課題の内容:
下の骨粗鬆症についての本文では、骨密度は骨強度の何%を占めるとされているか。

本文抜粋:
骨粗鬆症とは、骨強度の低下が特徴であり、骨折リスクが増大しやすくなる骨格の病気の事です。
骨強度≠骨密度ではないことが重要です。骨密度とは骨強度の70%と表されます。残りは骨の質(骨質)というものが骨強度に関与します。

骨強度=骨密度+骨質

骨粗鬆症は骨密度が少なく、骨質が劣化する事で骨折が起きやすい状態とも言えます。

骨粗鬆症の原因

原因は、かなり複雑なので、理解を一気にするのは難しいです。
そこで骨密度について大きく以下の3つのカテゴリーに分類して私は理解しています。また、別に骨質悪化がありますので、4つ目の原因として提示します。

①骨形成(骨密度を高める働き)の障害

骨は、骨吸収(破骨細胞)と骨形成(骨芽細胞)のバランスによって構造を保っていますが、骨芽細胞による骨形成が低下することで骨密度が減少するケースが該当します。

  • 加齢により骨芽細胞の活性が低下し、新たな骨形成が減少します。
  • ステロイド薬の長期使用では、骨芽細胞が抑制され、骨形成が著しく低下します。
    使用開始3か月以内に骨密度が急速に低下することが知られています。また、この薬は骨質にも影響があります。

②骨吸収(骨密度を下げる働き)の亢進

破骨細胞による骨吸収が相対的に強くなることで、骨密度の減少が加速する状態です。

  • エストロゲン(女性ホルモン)の低下:
    閉経後の急激なエストロゲン減少により、破骨細胞の抑制が失われ骨吸収が促進されます。
  • 副甲状腺ホルモン(PTH)過剰:
    骨からカルシウムを動員するために骨吸収が過剰になります。
  • 甲状腺機能亢進症や慢性炎症性疾患(リウマチなど)でも骨吸収は増加します。

③骨の材料供給不足による骨密度低下(吸収障害型)

骨を構成するのに必要なカルシウムやビタミンDなどの栄養素の吸収障害や代謝異常が原因で、骨密度が低下することがあります。

  • 胃切除・小腸疾患・吸収不良症候群では、カルシウムやビタミンDの吸収が低下します。骨を作る素材の合成が妨げられてしまいます。
  • 慢性膵炎や胆道疾患では脂溶性ビタミン(Dなど)の吸収が妨げられます。
  • 慢性腎疾患では活性型ビタミンDの産生が障害され、カルシウムの吸収も低下し、二次性副甲状腺機能亢進症を併発しやすくなります。

④骨質異常

骨密度の低下だけでなく、骨の質そのもの(コラーゲン架橋や微細構造)の異常も骨折リスクに寄与します。これらは骨密度が良くとも骨折リスクが高いので注意が要ります。

  • 糖尿病では骨コラーゲンに終末糖化産物(AGEs)が蓄積して劣化します。2型糖尿病(一般的な糖尿病)では椎体骨折リスクが男性4.7倍、女性1.9倍でした。*
  • 慢性的な炎症疾患では関節リウマチ慢性閉塞性肺疾患(タバコでおきやすいもの)が代表的ですが、慢性的な炎症により骨形成とともに骨質悪化が起きます。タバコを吸っている方が骨が弱くなるメカニズムがあります。

提供リスト:
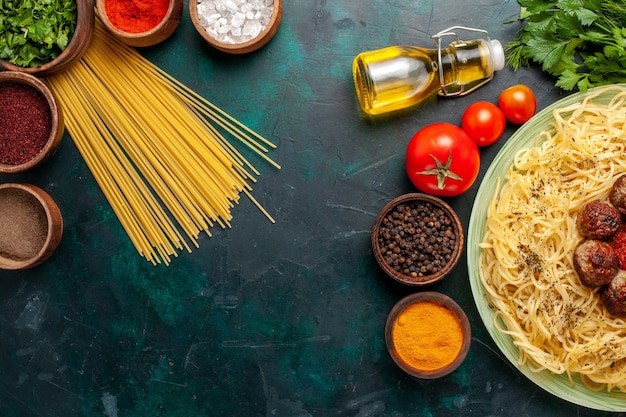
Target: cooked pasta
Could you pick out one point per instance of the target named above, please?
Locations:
(155, 148)
(526, 261)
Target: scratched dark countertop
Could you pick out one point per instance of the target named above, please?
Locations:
(263, 319)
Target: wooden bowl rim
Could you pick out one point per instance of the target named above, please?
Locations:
(244, 47)
(54, 223)
(55, 115)
(428, 279)
(173, 4)
(84, 22)
(428, 296)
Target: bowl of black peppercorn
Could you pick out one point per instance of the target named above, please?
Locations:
(417, 239)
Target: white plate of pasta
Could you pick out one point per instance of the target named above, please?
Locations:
(521, 237)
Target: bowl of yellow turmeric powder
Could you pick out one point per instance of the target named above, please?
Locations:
(428, 335)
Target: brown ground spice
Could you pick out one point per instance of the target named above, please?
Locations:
(23, 225)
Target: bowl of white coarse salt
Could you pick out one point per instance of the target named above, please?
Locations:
(236, 26)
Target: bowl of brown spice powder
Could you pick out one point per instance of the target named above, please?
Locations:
(31, 122)
(31, 225)
(417, 239)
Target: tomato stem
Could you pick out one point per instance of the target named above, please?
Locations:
(442, 171)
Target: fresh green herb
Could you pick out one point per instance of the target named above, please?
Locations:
(34, 32)
(581, 42)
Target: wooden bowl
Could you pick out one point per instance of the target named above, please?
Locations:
(417, 255)
(157, 34)
(31, 225)
(56, 124)
(242, 47)
(427, 335)
(83, 33)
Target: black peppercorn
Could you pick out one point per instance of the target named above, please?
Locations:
(419, 238)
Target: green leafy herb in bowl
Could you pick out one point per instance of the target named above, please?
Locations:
(581, 42)
(34, 32)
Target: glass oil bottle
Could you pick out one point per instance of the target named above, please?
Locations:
(398, 77)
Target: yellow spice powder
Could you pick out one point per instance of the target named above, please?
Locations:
(427, 335)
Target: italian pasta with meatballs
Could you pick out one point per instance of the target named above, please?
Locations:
(548, 251)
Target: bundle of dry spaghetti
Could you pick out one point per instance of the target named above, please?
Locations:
(155, 147)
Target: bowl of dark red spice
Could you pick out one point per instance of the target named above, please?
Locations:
(31, 225)
(417, 239)
(31, 122)
(236, 27)
(64, 32)
(140, 23)
(428, 335)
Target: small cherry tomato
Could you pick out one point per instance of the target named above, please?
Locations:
(483, 122)
(442, 160)
(518, 103)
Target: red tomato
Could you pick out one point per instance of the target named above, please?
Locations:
(483, 122)
(518, 103)
(442, 160)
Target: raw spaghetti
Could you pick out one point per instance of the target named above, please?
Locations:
(558, 324)
(154, 147)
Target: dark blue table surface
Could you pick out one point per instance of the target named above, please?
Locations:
(280, 319)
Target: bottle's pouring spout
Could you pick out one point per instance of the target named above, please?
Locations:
(493, 50)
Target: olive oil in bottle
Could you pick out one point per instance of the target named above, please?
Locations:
(398, 77)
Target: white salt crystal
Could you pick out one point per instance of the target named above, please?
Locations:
(235, 21)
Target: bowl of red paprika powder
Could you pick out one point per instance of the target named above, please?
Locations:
(417, 239)
(31, 122)
(31, 225)
(140, 22)
(51, 58)
(428, 335)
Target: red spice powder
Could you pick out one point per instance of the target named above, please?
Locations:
(25, 123)
(136, 16)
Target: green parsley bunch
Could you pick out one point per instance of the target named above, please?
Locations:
(581, 42)
(34, 32)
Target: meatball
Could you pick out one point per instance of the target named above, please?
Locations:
(598, 220)
(614, 295)
(596, 262)
(617, 197)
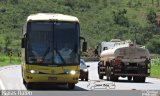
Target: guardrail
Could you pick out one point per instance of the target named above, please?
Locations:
(87, 59)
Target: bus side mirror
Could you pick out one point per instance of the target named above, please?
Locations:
(23, 42)
(84, 46)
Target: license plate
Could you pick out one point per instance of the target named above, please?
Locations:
(52, 78)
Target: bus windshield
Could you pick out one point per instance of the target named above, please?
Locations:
(52, 43)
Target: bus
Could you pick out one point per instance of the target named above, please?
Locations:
(51, 50)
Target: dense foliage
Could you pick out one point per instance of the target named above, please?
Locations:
(100, 20)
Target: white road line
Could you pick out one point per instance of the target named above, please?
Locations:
(1, 85)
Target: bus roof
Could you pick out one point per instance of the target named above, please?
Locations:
(51, 16)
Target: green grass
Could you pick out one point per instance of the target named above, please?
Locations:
(6, 60)
(155, 70)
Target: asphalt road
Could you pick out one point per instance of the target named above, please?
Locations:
(10, 79)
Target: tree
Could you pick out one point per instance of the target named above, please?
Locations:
(151, 16)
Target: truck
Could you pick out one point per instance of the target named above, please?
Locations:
(51, 50)
(123, 59)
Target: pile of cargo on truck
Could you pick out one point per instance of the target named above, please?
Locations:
(123, 59)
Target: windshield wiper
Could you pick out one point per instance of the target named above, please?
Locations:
(60, 56)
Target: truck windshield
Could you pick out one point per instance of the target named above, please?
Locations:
(53, 43)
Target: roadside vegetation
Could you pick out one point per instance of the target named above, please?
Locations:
(101, 20)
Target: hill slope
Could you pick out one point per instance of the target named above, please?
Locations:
(100, 20)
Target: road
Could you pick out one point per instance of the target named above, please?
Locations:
(10, 79)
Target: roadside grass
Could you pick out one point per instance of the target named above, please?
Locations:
(155, 70)
(6, 60)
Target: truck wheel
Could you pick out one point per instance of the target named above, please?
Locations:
(108, 74)
(71, 85)
(129, 78)
(100, 76)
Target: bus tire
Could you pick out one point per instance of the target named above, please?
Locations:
(71, 85)
(29, 86)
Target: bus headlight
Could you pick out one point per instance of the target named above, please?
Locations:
(72, 72)
(33, 71)
(85, 70)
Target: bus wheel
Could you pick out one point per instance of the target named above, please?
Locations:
(29, 86)
(71, 85)
(129, 78)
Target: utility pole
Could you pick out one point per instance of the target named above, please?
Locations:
(158, 3)
(152, 2)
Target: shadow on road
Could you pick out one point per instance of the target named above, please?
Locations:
(126, 81)
(55, 88)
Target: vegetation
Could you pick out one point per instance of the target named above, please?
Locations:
(101, 20)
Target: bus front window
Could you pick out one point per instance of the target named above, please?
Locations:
(53, 43)
(39, 42)
(66, 38)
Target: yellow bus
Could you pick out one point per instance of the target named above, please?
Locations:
(51, 50)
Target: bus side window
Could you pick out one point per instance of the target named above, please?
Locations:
(105, 48)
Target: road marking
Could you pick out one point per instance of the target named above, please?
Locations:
(1, 85)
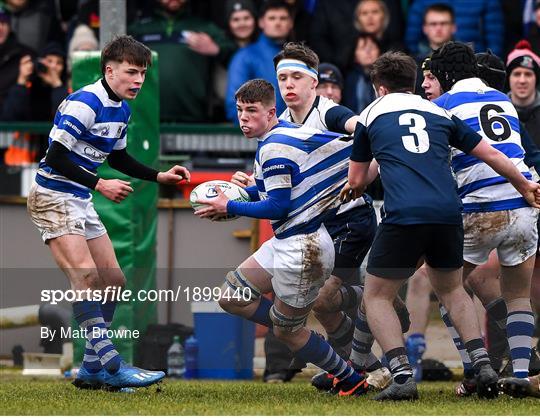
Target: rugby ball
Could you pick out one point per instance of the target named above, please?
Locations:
(207, 190)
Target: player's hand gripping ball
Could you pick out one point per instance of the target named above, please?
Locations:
(207, 191)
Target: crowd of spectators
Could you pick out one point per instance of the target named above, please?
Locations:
(208, 48)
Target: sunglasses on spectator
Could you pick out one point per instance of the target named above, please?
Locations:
(434, 24)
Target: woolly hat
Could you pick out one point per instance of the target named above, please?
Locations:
(236, 5)
(452, 62)
(522, 56)
(491, 69)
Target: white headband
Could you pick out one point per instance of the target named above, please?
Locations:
(296, 65)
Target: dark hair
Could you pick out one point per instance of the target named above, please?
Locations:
(297, 51)
(452, 62)
(394, 70)
(274, 4)
(491, 69)
(257, 90)
(125, 48)
(440, 8)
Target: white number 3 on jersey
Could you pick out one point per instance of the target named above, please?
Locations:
(418, 142)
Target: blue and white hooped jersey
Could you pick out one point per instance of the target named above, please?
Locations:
(314, 163)
(90, 125)
(492, 115)
(316, 118)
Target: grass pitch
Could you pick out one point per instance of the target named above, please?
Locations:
(45, 396)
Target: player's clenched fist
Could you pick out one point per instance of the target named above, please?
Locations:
(115, 190)
(242, 179)
(174, 175)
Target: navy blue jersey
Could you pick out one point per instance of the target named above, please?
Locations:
(410, 137)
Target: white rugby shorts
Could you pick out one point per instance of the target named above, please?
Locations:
(513, 233)
(299, 265)
(57, 213)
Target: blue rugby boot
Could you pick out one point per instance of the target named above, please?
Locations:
(129, 376)
(88, 380)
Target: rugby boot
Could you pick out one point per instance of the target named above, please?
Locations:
(323, 381)
(343, 388)
(129, 376)
(467, 387)
(379, 379)
(405, 391)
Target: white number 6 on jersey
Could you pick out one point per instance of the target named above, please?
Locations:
(418, 142)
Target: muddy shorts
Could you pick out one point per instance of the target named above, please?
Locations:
(513, 233)
(57, 213)
(299, 265)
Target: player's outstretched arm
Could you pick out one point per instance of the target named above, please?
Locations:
(502, 165)
(115, 190)
(276, 206)
(348, 193)
(120, 160)
(359, 177)
(174, 175)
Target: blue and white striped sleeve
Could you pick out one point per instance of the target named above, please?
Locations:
(122, 141)
(72, 119)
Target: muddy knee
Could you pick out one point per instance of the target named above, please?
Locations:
(237, 291)
(286, 325)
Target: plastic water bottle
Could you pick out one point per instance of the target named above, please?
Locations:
(175, 359)
(192, 358)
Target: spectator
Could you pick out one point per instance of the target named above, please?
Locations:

解答:
70%。